▶ _Request_
Put the lines below into a two-column CSV with the columns "text" and "answer", one row per entry. Place each value in a single quoted field, replacing line breaks with spaces.

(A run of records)
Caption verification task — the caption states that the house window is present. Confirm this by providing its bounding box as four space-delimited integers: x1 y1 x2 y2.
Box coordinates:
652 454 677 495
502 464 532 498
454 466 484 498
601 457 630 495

▶ _Written solution_
text,answer
"Caption verification task — the caption states that the house window is present. Confirm this by providing its bounding box as four space-delimited integers: x1 y1 x2 y2. Box coordinates:","652 454 677 495 502 464 532 498 454 466 484 498 601 457 630 495"